**Items from a labeling collection**
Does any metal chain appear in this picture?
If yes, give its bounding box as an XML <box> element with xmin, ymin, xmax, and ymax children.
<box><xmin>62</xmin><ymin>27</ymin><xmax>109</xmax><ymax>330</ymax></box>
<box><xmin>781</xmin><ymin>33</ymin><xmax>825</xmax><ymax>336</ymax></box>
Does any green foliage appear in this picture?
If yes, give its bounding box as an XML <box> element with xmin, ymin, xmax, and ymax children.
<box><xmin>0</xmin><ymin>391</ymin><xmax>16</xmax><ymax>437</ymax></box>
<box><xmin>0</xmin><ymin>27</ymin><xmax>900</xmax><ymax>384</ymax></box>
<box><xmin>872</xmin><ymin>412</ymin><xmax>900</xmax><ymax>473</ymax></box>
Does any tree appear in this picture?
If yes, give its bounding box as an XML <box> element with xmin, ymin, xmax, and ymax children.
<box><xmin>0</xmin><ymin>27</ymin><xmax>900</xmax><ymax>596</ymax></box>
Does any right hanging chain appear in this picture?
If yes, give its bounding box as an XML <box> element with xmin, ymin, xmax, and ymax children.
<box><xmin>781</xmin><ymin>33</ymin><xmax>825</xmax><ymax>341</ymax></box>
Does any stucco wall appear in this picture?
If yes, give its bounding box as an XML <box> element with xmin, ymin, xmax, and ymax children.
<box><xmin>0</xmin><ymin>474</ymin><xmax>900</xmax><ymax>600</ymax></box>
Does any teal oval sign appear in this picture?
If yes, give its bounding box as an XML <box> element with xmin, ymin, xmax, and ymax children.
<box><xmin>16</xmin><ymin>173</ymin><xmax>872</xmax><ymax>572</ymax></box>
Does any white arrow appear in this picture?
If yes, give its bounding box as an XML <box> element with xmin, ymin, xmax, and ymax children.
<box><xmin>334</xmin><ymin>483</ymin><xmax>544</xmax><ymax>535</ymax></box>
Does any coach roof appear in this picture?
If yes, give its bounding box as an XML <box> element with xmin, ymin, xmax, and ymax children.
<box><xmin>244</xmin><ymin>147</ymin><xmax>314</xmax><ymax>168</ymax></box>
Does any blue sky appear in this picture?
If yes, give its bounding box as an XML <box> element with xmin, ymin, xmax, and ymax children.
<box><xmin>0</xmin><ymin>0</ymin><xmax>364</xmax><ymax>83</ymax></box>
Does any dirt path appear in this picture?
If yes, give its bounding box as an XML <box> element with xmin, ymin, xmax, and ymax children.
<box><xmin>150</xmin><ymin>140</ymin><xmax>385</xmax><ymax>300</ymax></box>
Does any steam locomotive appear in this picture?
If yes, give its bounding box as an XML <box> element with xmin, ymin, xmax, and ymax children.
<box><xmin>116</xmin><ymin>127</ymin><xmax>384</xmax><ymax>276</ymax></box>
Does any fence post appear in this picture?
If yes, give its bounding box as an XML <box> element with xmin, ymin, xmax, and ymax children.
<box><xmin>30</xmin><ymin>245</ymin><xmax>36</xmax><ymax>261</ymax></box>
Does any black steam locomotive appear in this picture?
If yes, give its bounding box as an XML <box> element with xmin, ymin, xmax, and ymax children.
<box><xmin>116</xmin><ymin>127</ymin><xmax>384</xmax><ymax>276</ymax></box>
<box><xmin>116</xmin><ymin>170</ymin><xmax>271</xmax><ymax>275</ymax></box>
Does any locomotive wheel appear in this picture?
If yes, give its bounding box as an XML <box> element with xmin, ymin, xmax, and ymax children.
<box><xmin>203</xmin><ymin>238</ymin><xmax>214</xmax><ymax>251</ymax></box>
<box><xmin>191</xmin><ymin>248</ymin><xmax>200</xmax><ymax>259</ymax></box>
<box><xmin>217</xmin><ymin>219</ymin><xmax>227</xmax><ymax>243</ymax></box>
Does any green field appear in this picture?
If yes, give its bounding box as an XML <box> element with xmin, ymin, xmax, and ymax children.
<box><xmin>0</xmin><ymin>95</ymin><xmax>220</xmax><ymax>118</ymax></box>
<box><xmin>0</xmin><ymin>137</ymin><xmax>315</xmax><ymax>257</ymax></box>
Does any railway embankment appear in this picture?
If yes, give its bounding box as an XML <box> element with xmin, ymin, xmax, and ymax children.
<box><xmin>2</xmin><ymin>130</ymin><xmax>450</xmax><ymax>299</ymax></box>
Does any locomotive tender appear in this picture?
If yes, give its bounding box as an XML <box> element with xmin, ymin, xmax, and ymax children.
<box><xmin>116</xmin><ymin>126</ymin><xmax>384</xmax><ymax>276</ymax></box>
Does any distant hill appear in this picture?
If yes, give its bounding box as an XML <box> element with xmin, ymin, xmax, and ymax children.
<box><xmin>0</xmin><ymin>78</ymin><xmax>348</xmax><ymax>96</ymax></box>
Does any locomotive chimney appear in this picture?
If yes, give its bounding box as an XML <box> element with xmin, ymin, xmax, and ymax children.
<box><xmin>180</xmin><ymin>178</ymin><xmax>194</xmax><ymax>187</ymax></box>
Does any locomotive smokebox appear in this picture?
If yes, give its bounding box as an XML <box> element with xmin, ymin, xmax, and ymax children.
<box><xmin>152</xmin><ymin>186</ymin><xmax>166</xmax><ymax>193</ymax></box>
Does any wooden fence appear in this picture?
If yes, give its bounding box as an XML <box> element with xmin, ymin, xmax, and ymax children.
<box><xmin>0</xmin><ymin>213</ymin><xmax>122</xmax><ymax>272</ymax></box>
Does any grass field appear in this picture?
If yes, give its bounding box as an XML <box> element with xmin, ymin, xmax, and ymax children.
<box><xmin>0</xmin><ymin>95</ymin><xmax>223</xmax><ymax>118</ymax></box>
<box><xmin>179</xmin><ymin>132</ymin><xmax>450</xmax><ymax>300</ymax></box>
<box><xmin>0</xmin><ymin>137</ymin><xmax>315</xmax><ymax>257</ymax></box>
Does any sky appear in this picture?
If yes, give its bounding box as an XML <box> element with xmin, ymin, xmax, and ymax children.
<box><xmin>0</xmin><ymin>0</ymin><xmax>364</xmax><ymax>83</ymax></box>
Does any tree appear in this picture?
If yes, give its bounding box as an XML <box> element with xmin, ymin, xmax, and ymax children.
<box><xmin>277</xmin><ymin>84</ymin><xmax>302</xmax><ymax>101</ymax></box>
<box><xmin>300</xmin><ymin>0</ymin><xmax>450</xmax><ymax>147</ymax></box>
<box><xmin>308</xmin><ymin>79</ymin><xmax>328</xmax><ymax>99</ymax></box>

**Work to complete**
Reproduce the data from the line containing "Does any sky appear in this picture?" through the final line, changing every "bounding box" to "enclosing box" and leaving all else intact.

**Full output**
Does any sky appear in this picture?
If yes, give its enclosing box as an XML <box> element with xmin, ymin, xmax, and ymax children.
<box><xmin>0</xmin><ymin>0</ymin><xmax>364</xmax><ymax>83</ymax></box>
Does any tree appear in this picture?
If yes, give its enclosing box as an XML <box> element with xmin, ymin, xmax, and ymax children.
<box><xmin>277</xmin><ymin>84</ymin><xmax>302</xmax><ymax>101</ymax></box>
<box><xmin>300</xmin><ymin>0</ymin><xmax>450</xmax><ymax>147</ymax></box>
<box><xmin>308</xmin><ymin>79</ymin><xmax>328</xmax><ymax>99</ymax></box>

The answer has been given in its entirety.